*** Page excerpt
I was reading in the book "What is Mathematics" by Courant/Robbins about the algebra of sets and their application to the theory of probability.
They give an example:
The three digits 1, 2, 3 are written down in random order. What is the probability that at least one digit will occupy its proper place.
So we wish to calculate $p(A + B + C)$ (OR).
They give then a formula for calulating:
$$p(A + B + C) = p(A) + p(B) + p(C) - p(AB) - p(AC) - p(BC) + p(ABC)$$
1) I find this confusing, because in another book I found this definition:
$$p(\text{A or B or C}) = p(A) + p(B) + p(C)$$
What's the reason here for two different definitions?
2) In the "What is Mathematics" book they proceed to calculate $p(A) = p(B) = p(C) = \frac{1}{3}$ which is clear to me.
******
*** Provided data
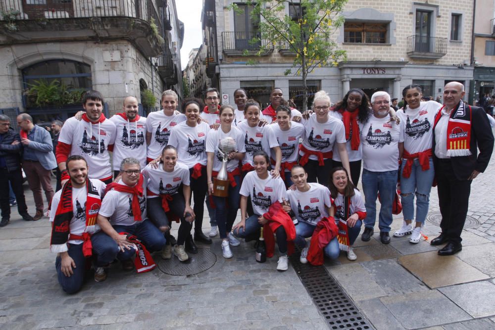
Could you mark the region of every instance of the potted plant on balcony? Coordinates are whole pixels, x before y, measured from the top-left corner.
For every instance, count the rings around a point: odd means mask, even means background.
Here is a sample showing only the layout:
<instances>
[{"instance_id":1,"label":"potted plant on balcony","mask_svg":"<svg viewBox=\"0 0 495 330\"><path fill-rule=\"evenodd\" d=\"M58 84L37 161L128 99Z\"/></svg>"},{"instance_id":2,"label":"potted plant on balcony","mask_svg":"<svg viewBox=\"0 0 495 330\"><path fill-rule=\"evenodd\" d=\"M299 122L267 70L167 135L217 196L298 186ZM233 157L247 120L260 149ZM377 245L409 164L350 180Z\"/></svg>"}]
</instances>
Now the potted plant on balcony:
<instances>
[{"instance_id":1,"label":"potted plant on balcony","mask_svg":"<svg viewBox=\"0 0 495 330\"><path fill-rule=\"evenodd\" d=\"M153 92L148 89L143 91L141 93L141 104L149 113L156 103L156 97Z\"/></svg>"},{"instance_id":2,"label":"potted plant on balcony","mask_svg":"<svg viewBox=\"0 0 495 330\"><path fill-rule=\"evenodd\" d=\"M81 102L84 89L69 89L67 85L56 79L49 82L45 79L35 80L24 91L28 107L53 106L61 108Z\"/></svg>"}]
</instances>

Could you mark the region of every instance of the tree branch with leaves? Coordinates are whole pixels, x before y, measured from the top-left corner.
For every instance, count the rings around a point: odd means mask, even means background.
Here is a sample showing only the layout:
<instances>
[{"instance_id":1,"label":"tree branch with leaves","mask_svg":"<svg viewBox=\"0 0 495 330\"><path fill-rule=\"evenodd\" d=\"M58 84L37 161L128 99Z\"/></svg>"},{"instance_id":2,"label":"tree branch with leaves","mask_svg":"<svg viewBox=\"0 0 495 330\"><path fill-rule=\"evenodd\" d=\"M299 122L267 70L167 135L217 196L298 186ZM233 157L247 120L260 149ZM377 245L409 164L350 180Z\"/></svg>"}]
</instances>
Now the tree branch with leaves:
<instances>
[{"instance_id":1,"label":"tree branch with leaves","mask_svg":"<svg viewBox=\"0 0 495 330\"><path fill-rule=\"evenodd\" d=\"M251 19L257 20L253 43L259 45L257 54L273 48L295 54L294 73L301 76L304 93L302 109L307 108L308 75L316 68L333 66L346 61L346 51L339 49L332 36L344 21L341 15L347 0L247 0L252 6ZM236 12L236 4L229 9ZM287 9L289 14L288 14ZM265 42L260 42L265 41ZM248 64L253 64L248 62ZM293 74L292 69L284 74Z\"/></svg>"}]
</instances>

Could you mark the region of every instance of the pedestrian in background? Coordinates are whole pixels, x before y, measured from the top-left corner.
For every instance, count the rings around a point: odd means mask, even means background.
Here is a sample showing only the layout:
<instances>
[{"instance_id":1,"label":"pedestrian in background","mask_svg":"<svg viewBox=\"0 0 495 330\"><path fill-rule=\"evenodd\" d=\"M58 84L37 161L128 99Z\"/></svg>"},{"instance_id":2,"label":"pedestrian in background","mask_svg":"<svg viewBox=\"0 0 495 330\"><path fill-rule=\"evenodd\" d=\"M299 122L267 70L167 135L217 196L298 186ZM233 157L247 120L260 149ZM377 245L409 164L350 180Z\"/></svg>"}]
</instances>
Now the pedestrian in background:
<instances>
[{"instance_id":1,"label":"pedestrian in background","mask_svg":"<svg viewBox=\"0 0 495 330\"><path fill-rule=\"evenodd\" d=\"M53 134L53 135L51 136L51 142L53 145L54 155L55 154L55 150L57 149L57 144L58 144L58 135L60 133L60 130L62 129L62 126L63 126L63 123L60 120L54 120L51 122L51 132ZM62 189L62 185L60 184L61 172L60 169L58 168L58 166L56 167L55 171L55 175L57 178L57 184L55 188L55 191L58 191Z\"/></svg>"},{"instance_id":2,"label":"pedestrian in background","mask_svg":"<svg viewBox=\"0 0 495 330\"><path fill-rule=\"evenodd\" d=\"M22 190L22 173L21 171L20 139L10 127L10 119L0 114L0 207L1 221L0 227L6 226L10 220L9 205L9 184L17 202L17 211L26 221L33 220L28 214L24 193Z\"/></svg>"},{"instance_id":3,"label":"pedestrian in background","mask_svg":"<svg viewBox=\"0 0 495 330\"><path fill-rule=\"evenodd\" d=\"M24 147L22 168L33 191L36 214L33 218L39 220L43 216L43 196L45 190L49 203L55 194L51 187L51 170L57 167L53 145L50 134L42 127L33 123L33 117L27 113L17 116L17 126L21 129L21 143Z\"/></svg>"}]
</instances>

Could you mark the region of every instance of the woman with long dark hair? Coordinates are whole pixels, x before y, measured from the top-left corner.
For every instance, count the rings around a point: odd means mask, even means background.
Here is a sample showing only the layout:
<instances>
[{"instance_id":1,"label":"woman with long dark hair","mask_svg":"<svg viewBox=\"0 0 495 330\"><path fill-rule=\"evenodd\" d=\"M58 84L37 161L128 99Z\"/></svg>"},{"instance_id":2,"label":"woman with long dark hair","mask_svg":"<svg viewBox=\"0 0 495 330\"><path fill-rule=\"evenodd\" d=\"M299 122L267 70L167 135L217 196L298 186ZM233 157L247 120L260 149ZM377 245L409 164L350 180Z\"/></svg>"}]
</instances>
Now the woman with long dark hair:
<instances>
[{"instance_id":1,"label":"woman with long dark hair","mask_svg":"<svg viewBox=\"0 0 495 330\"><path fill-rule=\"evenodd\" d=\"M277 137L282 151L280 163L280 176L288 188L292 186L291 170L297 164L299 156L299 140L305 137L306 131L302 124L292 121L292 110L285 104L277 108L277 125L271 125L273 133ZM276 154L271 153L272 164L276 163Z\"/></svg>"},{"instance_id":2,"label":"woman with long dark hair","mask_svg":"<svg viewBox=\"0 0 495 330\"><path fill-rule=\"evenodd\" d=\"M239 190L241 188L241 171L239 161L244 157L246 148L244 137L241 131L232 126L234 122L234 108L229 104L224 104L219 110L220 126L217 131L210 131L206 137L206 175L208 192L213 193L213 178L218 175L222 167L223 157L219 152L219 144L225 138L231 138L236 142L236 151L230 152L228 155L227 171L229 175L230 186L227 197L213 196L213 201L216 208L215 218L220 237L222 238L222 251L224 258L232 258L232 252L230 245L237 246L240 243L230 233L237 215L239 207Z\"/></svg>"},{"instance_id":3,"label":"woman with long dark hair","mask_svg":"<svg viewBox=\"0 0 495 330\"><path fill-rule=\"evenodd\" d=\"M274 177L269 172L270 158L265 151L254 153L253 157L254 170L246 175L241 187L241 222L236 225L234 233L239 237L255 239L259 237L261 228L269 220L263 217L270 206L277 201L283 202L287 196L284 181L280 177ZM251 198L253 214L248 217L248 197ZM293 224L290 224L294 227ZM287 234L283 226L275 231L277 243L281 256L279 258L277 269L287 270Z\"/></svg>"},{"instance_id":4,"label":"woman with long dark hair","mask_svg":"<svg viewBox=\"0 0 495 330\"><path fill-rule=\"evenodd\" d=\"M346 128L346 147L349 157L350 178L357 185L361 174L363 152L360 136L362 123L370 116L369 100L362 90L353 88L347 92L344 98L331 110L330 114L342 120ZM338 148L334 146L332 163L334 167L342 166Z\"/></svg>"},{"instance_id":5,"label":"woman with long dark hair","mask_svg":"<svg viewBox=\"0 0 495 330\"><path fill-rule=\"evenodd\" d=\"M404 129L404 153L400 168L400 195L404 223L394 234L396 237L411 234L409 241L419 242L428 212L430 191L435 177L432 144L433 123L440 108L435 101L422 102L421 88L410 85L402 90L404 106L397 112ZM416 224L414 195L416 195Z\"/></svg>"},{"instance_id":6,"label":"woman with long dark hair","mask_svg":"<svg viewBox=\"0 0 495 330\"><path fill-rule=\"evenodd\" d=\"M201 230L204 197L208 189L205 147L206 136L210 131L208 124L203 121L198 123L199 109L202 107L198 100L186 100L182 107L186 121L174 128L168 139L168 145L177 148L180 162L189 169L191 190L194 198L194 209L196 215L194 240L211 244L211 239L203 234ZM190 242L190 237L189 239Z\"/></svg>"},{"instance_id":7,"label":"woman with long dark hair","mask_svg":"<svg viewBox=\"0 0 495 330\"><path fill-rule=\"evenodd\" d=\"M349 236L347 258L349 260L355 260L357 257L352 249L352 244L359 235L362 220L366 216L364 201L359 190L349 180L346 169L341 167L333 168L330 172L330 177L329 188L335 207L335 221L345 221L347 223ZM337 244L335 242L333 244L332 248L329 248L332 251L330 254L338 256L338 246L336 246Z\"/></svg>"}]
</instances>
******
To do:
1. Answer these questions from the post about sets and probability.
(a) Which book was the writer reading?
(b) In the example, which three digits are written down in random order?
(c) What value does that book calculate for $p(A)$, $p(B)$ and $p(C)$?
2. Rewrite the post about sets and probability from "I was reading" to "calculate $p(A + B + C)$ (OR).", replacing "random order" with "no particular order".

Responses in order:
1.
(a) "What is Mathematics" by Courant/Robbins
(b) 1, 2, 3
(c) 1/3

2.
I was reading in the book "What is Mathematics" by Courant/Robbins about the algebra of sets and their application to the theory of probability.
They give an example:
The three digits 1, 2, 3 are written down in no particular order. What is the probability that at least one digit will occupy its proper place.
So we wish to calculate $p(A + B + C)$ (OR).